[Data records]
——————————

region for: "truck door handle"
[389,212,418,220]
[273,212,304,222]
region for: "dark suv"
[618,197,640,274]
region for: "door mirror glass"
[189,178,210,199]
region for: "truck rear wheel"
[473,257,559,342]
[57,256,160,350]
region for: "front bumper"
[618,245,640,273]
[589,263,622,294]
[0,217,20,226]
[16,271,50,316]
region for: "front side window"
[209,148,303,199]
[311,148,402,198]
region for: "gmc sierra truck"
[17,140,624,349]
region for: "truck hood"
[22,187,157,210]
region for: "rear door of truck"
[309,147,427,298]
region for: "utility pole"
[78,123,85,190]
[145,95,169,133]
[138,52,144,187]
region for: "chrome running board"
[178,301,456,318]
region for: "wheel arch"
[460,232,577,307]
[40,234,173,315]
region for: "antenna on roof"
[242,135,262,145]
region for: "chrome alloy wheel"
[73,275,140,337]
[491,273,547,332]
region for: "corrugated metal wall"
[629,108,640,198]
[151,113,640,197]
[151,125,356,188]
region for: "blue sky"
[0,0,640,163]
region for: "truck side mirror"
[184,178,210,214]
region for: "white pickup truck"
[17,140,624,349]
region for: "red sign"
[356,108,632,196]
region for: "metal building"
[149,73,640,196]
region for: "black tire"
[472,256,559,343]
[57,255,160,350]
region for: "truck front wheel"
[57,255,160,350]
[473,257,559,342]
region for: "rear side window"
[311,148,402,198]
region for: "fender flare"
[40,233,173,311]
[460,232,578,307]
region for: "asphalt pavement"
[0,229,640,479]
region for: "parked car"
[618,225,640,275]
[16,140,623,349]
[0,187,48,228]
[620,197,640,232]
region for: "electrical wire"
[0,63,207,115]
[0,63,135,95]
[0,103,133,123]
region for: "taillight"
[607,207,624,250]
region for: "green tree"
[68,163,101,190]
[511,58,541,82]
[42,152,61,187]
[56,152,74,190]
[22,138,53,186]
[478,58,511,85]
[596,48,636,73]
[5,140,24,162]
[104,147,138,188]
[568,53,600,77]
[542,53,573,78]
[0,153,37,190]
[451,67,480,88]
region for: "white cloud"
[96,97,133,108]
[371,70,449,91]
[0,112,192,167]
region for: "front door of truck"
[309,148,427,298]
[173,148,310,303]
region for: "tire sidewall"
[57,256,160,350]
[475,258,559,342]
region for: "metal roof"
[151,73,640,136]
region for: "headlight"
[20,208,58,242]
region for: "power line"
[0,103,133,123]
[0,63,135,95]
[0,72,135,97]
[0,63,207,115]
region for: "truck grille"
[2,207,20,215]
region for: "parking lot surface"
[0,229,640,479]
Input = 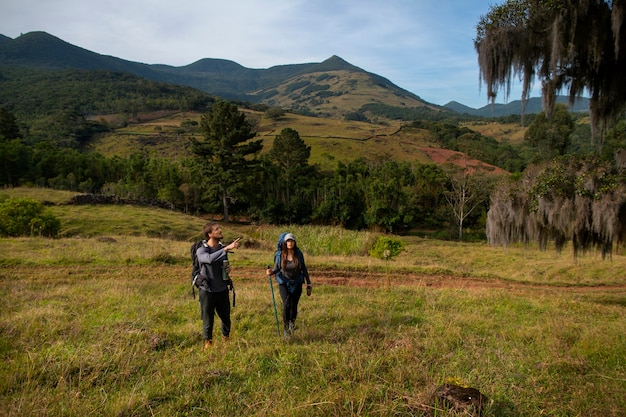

——————————

To be done - Pick out each line above that contains the word "white". Case counts.

Solution to the problem -
region for: "white pickup truck"
region for: "white cloud"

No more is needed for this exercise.